━━━ Quellenauszug

Rückenschmerz: Schlecht versorgt

Schmerzpatienten und insbesondere
Patienten mit Rückenschmerz werden in Deutschland nicht optimal
versorgt. Das ist für die Betroffenen fatal, aber auch für die Kosten
im Gesundheitswesen. Denn die Experten sind sich einig, dass es
entscheidend ist, Schmerzpatienten rechtzeitig zu identifizieren. Durch
den ausreichenden Einsatz der richtigen Therapieoptionen sei es nämlich
möglich, einen schweren, meist chronischen Verlauf, der immer mit
erhöhten Kosten verbunden ist, zu vermeiden.
Dass Rückenschmerz nicht gleich Rückenschmerz ist, hört sich fast wie
eine Binse an. Doch für Mediziner und Gesundheitspolitiker ist das eine
wichtige Nachricht. Denn sie bedeutet, dass verschiedene
Rückenschmerztypen nach unterschiedlichen Diagnosemustern untersucht
und auch unterschiedlich behandelt werden müssen. Das hat nämlich unmittelbare Auswirkungen auf die mit der Krankheit
verbundenen Kosten. Je spezifischer der Rückenschmerztyp ist, desto
häufiger erfolgte ein Arztbesuch. Die Rückenschmerzen machen je nach
Typ zirka 20 bis 30 Prozent der mittleren direkten Gesamtkosten aus.
Versicherte mit Hinweisen auf eine Schmerzchronifizierung wiesen höhere
direkte Versorgungskosten auf. Für die betroffenen Patienten sind derlei Erkenntnisse erst einmal
wissenschaftliches Kauderwelsch. Denn ihre Versorgungssituation ist
alles andere als optimal. Obwohl einem Großteil der
Rückenschmerzpatienten im Jahr 2006 ein Schmerzmedikament verschrieben
wurde, erhielten nur wenige Versicherte mit Rückenschmerzen eine
schmerztherapeutische Behandlung im engeren Sinne. Das bedeutet: eine
ambulante oder stationäre multimodale Schmerztherapie, eine
schmerzinduzierte Psychotherapie oder Rehabilitation fanden nicht statt. Da hilft es auch nicht unmittelbar, dass die Studie „Versorgungsatlas
Schmerz“ darüber hinaus feststellt, dass sich die Schmerztherapie in
den letzten Jahren stark gewandelt hat. Und auch die Notiz, dass sich
die Situation von Schmerzpatienten verbessert hat, dürfte sich für die
meisten Betroffenen wie der reine Hohn anhören. „Je effizienter wir die
Therapie steuern, umso besser können wir Folgeerscheinungen und auch
mögliche Komorbiditäten beeinflussen“, betont Prof. Dr. Raimund Casser
vom DGSS (Mitglied des Präsidiums der Deutschen Gesellschaft zum
Studium des Schmerzes) und zeigt damit das bestehende Dilemma auf. Das IGES Institut hat die Schmerzen analysiert. Besonders häufig
vertreten sind Rückenschmerzen: Schmerzen bei Bandscheibenerkrankungen
(Typ 3), andere spezifische Rückenschmerzen (Typ 2) und nicht
spezifische Rückenschmerzen (Typ 9), jeweils zu 6,1 Prozent, 5,2
Prozent und 32,2 Prozent vertreten in der Grundgesamtheit der im Jahr
2006 bei der DAK durchgängig Versicherten. Über 80 Prozent der Versicherten mit spezifischen Rückenschmerzen
suchten im Jahr 2006 mehr als eine „relevante“ Facharztgruppe auf.

━━━━━━

> _Aufgaben und Übungen_
[a] Beantworten Sie anhand des Artikels über Rückenschmerz diese Fragen:
(i) Wie heißt die Studie, die einen starken Wandel der Schmerztherapie in den letzten Jahren feststellt?
(ii) Welchen Anteil der mittleren direkten Gesamtkosten machen die Rückenschmerzen je nach Typ aus?
(iii) Mit welchem Prozentsatz sind nicht spezifische Rückenschmerzen (Typ 9) in der Grundgesamtheit der 2006 bei der DAK durchgängig Versicherten vertreten?
[b] Stimmen diese Aussagen mit dem Artikel über Rückenschmerz überein? Antworten Sie jeweils mit Ja oder Nein und zitieren Sie die entscheidenden Worte des Artikels.
(i) Nur wenige Versicherte mit Rückenschmerzen erhielten eine schmerztherapeutische Behandlung im engeren Sinne.
(ii) Versicherte mit Hinweisen auf eine Schmerzchronifizierung hatten niedrigere direkte Versorgungskosten.
(iii) Die Schmerzen wurden vom IGES Institut analysiert.
[c] Führen Sie den Artikel über Rückenschmerz nach seinem letzten Satz weiter.
Die Einträge haben mit dem Artikel über Rückenschmerz nichts zu tun.

━━━ Daten

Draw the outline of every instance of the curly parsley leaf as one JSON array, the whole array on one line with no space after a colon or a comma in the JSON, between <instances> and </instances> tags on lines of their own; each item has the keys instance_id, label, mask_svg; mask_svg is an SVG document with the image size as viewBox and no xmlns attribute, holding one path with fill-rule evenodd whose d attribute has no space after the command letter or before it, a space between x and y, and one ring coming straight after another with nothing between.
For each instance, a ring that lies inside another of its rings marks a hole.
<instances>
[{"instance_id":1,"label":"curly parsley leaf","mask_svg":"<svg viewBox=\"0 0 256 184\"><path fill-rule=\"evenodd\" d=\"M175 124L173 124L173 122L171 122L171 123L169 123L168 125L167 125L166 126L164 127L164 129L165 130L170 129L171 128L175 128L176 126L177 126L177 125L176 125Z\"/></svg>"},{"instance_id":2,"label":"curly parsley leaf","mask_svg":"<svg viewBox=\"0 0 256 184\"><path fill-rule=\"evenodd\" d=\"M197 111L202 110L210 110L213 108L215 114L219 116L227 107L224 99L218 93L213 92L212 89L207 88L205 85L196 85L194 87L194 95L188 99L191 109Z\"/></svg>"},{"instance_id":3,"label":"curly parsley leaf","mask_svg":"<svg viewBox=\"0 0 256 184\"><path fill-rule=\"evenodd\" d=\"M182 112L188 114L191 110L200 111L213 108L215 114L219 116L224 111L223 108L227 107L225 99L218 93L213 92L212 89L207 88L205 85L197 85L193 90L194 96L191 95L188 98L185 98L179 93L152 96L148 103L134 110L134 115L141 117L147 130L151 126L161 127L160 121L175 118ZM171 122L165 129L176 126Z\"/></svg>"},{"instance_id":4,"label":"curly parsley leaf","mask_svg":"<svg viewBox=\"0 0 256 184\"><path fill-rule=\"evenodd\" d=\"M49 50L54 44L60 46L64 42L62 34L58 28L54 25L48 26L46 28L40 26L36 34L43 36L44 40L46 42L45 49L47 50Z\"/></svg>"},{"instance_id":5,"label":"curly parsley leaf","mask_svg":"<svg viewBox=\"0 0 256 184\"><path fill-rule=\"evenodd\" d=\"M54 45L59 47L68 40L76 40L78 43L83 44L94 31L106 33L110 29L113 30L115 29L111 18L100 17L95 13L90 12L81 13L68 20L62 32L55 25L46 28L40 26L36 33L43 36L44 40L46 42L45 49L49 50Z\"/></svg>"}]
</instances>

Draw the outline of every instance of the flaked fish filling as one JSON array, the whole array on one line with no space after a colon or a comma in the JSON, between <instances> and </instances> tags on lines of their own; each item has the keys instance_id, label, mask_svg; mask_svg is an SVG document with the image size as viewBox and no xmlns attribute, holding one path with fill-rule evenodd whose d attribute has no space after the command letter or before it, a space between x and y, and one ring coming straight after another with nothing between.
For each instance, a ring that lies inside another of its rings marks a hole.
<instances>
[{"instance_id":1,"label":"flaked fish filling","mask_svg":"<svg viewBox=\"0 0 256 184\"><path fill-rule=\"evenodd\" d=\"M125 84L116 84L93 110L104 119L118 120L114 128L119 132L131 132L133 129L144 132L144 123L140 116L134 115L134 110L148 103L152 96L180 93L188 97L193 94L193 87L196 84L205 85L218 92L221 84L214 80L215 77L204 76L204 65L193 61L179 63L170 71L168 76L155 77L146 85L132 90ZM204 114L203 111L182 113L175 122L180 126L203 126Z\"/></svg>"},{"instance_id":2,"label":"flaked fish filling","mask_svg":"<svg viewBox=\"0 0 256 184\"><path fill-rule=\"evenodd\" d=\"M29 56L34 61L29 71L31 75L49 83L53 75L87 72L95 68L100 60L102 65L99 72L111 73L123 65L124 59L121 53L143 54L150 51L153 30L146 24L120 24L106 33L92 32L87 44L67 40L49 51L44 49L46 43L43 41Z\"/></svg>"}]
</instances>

━━━━━━

> _Lösungen zur Übung_
[a]
(i) „Versorgungsatlas Schmerz“
(ii) Zirka 20 bis 30 Prozent
(iii) 32,2 Prozent

[b]
(i) Ja: „erhielten nur wenige Versicherte mit Rückenschmerzen eine schmerztherapeutische Behandlung im engeren Sinne“
(ii) Nein: „Versicherte mit Hinweisen auf eine Schmerzchronifizierung wiesen höhere direkte Versorgungskosten auf.“
(iii) Ja: „Das IGES Institut hat die Schmerzen analysiert.“

[c]
Stationäre Behandlungen von Rückenschmerzverursachenden Erkrankungen
waren insgesamt eher selten. Die Arbeitsunfähigkeit aufgrund von Rückenschmerzen trifft insbesondere
Erwerbstätige mit Schmerzen bei Bandscheibenerkrankungen (Typ 3). Dort
war die Arbeitsunfähigkeit des Jahres 2006 zu 25 Prozent durch
Rückenschmerz bedingt. Im Vergleich gingen bei allen erwerbstätigen
Versicherten der DAK 1,4 (12,5 Prozent) der durchschnittlich 11
Arbeitsunfähigkeitstage auf Rückenschmerzen zurück
(DAK-Gesundheitsreport 2003, 2007). Gemäß einer ersten Schätzung verursachen Rückenschmerzen je nach Typ
zirka 20–30 Prozent der mittleren direkten Gesamtkosten. Dies sind bei
Versicherten des Typs „Schmerzen bei Bandscheibenerkrankungen“ 718 Euro
von 2.445 Euro, bei Versicherten mit anderen spezifischen
Rückenschmerzen durchschnittlich 907 Euro von 3.805 Euro und bei
Versicherten mit nicht spezifischen Rückenschmerzen 265 Euro von 1.280
Euro. Bei allen Rückenschmerztypen kommt Heil- und Hilfsmitteln – d. h.
vor allem Krankengymnastik und Massagen – der größte Kostenanteil zu. Versicherte mit Hinweis auf eine Schmerzchronifizierung (aufgrund stark
wirksamer ambulanter Analgetika-Verordnungen bzw. mindestens
sechswöchiger Arbeitsunfähigkeit), wiesen wesentlich höhere direkte
Versorgungskosten auf als Versicherte mit Hinweis auf ein
Schmerzchronifizierungsrisiko (aufgrund psychiatrischer Komorbidität).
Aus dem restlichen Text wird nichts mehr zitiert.